:: EXCERPTED DATA ::

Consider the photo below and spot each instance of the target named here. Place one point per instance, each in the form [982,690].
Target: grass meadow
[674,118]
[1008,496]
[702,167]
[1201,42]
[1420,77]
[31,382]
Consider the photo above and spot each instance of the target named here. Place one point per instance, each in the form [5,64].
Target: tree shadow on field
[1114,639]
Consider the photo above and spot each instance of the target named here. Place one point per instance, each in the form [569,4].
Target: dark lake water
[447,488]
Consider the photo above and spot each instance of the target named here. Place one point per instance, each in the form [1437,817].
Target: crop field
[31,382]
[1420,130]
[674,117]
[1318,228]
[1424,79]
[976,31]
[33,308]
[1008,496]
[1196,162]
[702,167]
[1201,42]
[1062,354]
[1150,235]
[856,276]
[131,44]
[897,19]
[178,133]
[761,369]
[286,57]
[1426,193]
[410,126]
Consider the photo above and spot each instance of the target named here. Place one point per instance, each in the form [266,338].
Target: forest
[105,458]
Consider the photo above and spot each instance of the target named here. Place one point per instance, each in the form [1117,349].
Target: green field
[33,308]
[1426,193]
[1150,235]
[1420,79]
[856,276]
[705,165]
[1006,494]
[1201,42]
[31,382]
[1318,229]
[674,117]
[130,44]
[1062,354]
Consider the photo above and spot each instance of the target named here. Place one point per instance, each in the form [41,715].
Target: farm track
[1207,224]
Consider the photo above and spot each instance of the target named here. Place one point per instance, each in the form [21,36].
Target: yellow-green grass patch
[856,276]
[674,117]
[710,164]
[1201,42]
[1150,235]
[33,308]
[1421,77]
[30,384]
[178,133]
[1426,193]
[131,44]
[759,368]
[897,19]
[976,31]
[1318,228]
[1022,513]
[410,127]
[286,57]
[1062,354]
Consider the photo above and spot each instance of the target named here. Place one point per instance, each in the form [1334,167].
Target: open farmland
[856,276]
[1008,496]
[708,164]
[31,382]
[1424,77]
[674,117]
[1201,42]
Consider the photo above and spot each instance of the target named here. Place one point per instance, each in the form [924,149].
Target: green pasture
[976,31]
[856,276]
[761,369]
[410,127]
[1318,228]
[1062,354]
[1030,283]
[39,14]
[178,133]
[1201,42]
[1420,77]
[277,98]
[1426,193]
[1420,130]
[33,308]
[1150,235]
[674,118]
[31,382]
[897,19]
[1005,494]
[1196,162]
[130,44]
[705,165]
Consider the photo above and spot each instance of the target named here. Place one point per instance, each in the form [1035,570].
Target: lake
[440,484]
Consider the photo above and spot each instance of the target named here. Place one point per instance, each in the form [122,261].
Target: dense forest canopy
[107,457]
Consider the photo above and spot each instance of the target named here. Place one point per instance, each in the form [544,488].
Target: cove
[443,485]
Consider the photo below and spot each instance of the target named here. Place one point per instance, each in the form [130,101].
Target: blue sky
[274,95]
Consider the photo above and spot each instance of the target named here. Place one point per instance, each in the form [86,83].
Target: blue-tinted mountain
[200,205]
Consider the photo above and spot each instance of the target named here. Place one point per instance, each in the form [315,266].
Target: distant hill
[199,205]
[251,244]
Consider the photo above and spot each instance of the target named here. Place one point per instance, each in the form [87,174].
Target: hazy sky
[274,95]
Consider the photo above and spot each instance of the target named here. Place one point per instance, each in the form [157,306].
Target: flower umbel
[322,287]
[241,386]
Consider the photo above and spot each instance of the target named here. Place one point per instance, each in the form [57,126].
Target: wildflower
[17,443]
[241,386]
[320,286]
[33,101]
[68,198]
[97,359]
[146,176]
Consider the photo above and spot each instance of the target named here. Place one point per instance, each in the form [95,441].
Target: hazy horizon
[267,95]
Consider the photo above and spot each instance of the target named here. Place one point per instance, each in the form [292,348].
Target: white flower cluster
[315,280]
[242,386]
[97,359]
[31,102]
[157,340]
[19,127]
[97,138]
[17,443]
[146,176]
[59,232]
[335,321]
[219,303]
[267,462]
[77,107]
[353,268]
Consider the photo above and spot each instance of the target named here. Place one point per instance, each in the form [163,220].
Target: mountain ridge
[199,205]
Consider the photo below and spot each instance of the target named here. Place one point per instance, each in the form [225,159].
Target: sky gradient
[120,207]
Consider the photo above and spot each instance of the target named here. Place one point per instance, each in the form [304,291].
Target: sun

:::

▶ **EXERCISE**:
Each line of the data must be retyped exactly.

▶ **RESPONSE**:
Consider the photo below and spot each instance of the target named here. Place one point per instance, each in the form [982,690].
Target: grass meadow
[674,118]
[1008,496]
[702,167]
[1201,42]
[1420,77]
[31,382]
Consider the photo above and spot each instance of the target named here. Place one point per instance, each in the form [5,64].
Target: tree shadow on field
[1114,639]
Consider the photo above and spot each instance of the target named here. Place one point per instance, each in the form [569,4].
Target: dark lake water
[447,488]
Consider the photo above and spot each instance of the target named here. Place one point per instance, each in the form [1437,817].
Target: crop field
[31,382]
[1420,130]
[674,117]
[1318,228]
[1424,79]
[976,31]
[33,308]
[1008,496]
[1196,162]
[702,167]
[1201,42]
[1062,354]
[1150,235]
[856,276]
[131,44]
[897,19]
[178,133]
[761,369]
[286,57]
[1426,193]
[410,126]
Consider the photo above and spot each instance of the target named here. Place one point per instance, each in the form [266,338].
Target: forest
[105,458]
Consider the photo above and spot each instance of the target named here. Place one point per instance, each in the form [1117,349].
Target: green field
[33,308]
[1426,193]
[1150,235]
[1420,79]
[856,276]
[705,165]
[1006,494]
[1201,42]
[31,382]
[1318,229]
[674,117]
[130,44]
[1062,354]
Consider the photo above and spot each instance of the target named here. Place one point per instance, each in the form [41,715].
Target: farm track
[1207,224]
Consider the photo above and spot each instance of the target named here. Place one point per instance, each in the form [21,36].
Target: yellow-green grass patch
[856,276]
[674,117]
[710,164]
[1201,42]
[1150,235]
[33,308]
[1421,77]
[30,384]
[178,133]
[1426,193]
[131,44]
[759,368]
[897,19]
[976,31]
[1318,228]
[1022,513]
[410,127]
[286,57]
[1062,354]
Consider the photo above and spot each instance of the target named here. Place one point per instance, each in the form [1334,167].
Target: open farmland
[856,276]
[1008,496]
[708,164]
[31,382]
[1424,77]
[674,117]
[1201,42]
Consider the photo above and spot each instance of the target named here. Place one point per instance, each in the form [924,149].
Target: green pasture
[976,31]
[856,276]
[761,369]
[410,127]
[1318,228]
[1062,354]
[1030,283]
[39,14]
[178,133]
[1201,42]
[1420,77]
[277,98]
[1426,193]
[1420,130]
[33,308]
[1150,235]
[674,118]
[31,382]
[897,19]
[1005,494]
[1196,162]
[130,44]
[705,165]
Consider the photo above and spot each instance of the target named here. Place one point per instance, each in the form [1035,570].
Target: lake
[440,484]
Consider the photo above and spot each instance of the target named here. Place one point per instance, each in the form [122,261].
Target: dense forest canopy
[107,457]
Consider the photo above and spot each instance of the target named here. Place one point per instance, each in the form [544,488].
Target: cove
[443,485]
Consider the photo below and spot each instance of the target named here. Place one point per instance, each in the form [130,101].
Target: blue sky
[274,95]
Consider the photo above and spot each instance of the target named here. Place one point per instance, each in the form [86,83].
Target: blue-tinted mountain
[200,205]
Consider the photo above and spot each instance of the target named here. Place one point per instance, each in the form [315,266].
Target: distant hill
[199,205]
[251,244]
Consider the photo above and spot each instance of the target named here. Place one point per instance, each in the form [87,174].
Target: hazy sky
[274,95]
Consider the photo above and spot each instance of the target named here. Place one point per instance, each in the form [157,306].
Target: flower umbel
[322,287]
[241,386]
Consider the photo above and spot each instance of the target named here. Place one point per instance, each in the form [57,126].
Target: wildflower
[17,443]
[241,386]
[320,286]
[33,101]
[68,198]
[97,359]
[146,176]
Consider the photo above and spot each instance of the target named here. Place one point per instance, each in the form [95,441].
Target: hazy horizon
[267,95]
Consider the photo above and spot each instance of the target named here. Place one point per instance, each in the form [292,348].
Target: white flower cluster
[315,280]
[242,386]
[97,359]
[31,102]
[157,340]
[19,127]
[97,138]
[17,443]
[146,176]
[59,232]
[335,321]
[219,303]
[267,462]
[77,107]
[353,268]
Consider the photo above and spot each instance of the target named here. Place one point per instance, each in the form [163,220].
Target: mountain ridge
[199,205]
Consider the photo below and spot each instance of the target named here. Place one point per instance, each in the form [225,159].
Target: sky gradient
[120,207]
Consider the photo above and spot each instance of the target named here. Place one point per instance, each in the form [304,291].
Target: sun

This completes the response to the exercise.